AIM: Copy every one of the rows below character for character, changing nothing.

--- Begin SUPPLIED RECORDS ---

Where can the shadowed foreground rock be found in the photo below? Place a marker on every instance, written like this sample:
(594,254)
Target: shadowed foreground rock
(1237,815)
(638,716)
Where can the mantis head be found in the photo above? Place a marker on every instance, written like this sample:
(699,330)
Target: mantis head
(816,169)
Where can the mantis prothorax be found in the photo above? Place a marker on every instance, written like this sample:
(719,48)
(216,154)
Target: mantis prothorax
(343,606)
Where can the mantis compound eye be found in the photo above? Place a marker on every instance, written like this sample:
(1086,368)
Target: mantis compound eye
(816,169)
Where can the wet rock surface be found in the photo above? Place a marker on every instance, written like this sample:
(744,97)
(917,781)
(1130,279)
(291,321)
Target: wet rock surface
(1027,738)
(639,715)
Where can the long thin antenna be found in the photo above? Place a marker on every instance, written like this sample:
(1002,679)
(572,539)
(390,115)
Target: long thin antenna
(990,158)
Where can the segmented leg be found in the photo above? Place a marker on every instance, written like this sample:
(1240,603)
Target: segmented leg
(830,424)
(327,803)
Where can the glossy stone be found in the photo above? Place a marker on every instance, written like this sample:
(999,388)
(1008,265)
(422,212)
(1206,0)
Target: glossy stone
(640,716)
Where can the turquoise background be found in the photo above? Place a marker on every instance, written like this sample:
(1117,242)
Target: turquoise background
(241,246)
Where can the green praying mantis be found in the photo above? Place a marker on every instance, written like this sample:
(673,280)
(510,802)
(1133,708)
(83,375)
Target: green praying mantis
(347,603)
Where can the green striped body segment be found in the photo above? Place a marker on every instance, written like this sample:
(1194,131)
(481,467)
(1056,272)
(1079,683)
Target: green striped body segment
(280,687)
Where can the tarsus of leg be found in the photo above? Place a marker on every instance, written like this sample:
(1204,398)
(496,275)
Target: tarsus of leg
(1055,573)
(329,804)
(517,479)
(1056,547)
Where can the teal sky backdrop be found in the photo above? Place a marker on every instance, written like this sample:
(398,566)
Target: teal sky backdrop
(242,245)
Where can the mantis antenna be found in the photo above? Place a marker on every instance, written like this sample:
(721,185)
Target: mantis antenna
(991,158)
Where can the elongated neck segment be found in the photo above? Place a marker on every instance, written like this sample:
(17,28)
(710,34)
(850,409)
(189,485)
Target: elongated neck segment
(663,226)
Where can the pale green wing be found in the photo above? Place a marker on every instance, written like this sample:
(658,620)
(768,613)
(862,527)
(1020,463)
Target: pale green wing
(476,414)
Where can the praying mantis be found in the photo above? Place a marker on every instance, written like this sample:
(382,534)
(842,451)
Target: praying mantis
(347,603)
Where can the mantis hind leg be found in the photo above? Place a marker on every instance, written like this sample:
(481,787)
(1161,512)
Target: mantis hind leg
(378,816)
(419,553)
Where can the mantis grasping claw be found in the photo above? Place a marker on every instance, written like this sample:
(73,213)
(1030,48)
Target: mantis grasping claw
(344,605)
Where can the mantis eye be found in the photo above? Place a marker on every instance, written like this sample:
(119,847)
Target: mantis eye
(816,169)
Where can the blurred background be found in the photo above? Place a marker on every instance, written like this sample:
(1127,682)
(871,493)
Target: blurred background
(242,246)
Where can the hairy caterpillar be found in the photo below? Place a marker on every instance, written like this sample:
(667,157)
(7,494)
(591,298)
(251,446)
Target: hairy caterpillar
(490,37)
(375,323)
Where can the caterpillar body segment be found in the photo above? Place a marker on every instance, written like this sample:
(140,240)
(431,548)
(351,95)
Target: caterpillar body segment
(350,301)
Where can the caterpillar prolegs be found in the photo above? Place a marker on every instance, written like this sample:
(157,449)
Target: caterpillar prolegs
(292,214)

--- End SUPPLIED RECORDS ---

RIGHT ANSWER:
Where can the shadowed foreground rock be found in the photo below? Place a marker on every instance, written like this sample:
(594,254)
Target: shadowed foreground rock
(1237,815)
(638,716)
Where can the mantis head be found in the photo above? Place a marker on every instance, written like this sample:
(699,330)
Target: mantis head
(816,169)
Where can the mantis prothorax be found in the photo above? Place a marker on every instance, written like this sample:
(719,48)
(216,154)
Target: mantis prothorax
(343,606)
Where can the mantis compound eye be found in the photo above? Place a marker on every instance, written like this sample:
(1086,368)
Target: mantis compound eye
(816,169)
Where can the wet rock surface be found in the photo above? Place a marker on every instance, written like this sample:
(744,97)
(917,781)
(1130,279)
(291,321)
Target: wet rock surface
(1027,738)
(639,715)
Where can the long thin antenna be found in the photo above? Place a marker on every instance, written like this sample:
(1002,679)
(572,539)
(390,115)
Target: long thin antenna
(990,158)
Where can the segmented leg be found in the photo above? Place a marker on every instance, written like this sample:
(1240,603)
Target: segmented leg
(830,424)
(327,803)
Where can the glossy stone be found in the photo above? Place a marker on every instance, written like this sample:
(999,388)
(1008,265)
(422,212)
(1206,0)
Target: glossy stone
(640,716)
Where can the turquoise background be found in the photo above? Place a marker on every instance, written like this sample:
(1117,242)
Target: turquoise background
(241,246)
Where can the green praying mantis be found in the photo above? Place a marker on every instance, written like this sample:
(673,280)
(510,802)
(1133,708)
(83,375)
Target: green praying mantis
(347,603)
Where can the green striped body segment be found in the photo above? Place a marker on every instance, written like this sample:
(1194,131)
(481,467)
(1056,272)
(1079,683)
Target: green striped body segment
(280,687)
Where can the tarsus of leg be found in the photo above? Place a marker on every instance, written like this sample:
(1204,398)
(496,275)
Target: tarsus of leg
(1055,573)
(329,804)
(517,479)
(1056,547)
Where can the teal sky backdrop be found in the photo above? Place a marker on every instance, written like this sample:
(398,566)
Target: teal sky backdrop
(242,245)
Where can the mantis antenna be found in the photo above? Place a marker on every instance, written like this sample:
(721,185)
Target: mantis antenna
(991,158)
Where can the elongated neck segment be found in the photo above? Place a marker on every instance, written like this sample:
(17,28)
(710,34)
(850,409)
(189,485)
Target: elongated neck segment
(663,226)
Where can the pale green wing be found in the photo above? Place a marker on every instance, written like this sample:
(658,620)
(768,613)
(862,527)
(1020,463)
Target: pale green wing
(476,414)
Where can the praying mantis be found in the photo above? Place a marker on every instance, written like this sample:
(382,534)
(842,451)
Target: praying mantis
(347,603)
Where can the mantis hind leg be found in the photo above? Place a marker on every instance, written like this sample:
(481,787)
(1161,512)
Target: mantis hind leg
(378,816)
(419,553)
Where can the mantis grasping claw be found in the photo above? Place a marker on every instance, written like this sample:
(73,213)
(1030,48)
Target: mantis grasping claw
(344,605)
Where can the mantis eye be found in the photo above? Place a marker on every instance, written like this sample:
(119,847)
Target: mantis eye
(816,169)
Where can the blurred background be found in the photo above? Place a marker on every instance, written like this sample:
(1127,682)
(871,493)
Target: blurred background
(242,246)
Where can the hairy caterpillar be found in the photo below? Place a marker on every instance, written like this sample:
(667,157)
(7,494)
(591,298)
(251,446)
Target: hairy caterpillar
(490,37)
(375,323)
Where can the caterpillar body segment be found in the photo above? Place a marker on every instance, written like this sample:
(140,240)
(431,548)
(351,95)
Target: caterpillar body segment
(350,301)
Where can the caterpillar prolegs be found in the photo above? Place a marker on every instance, written like this sample:
(157,449)
Target: caterpillar prolegs
(292,214)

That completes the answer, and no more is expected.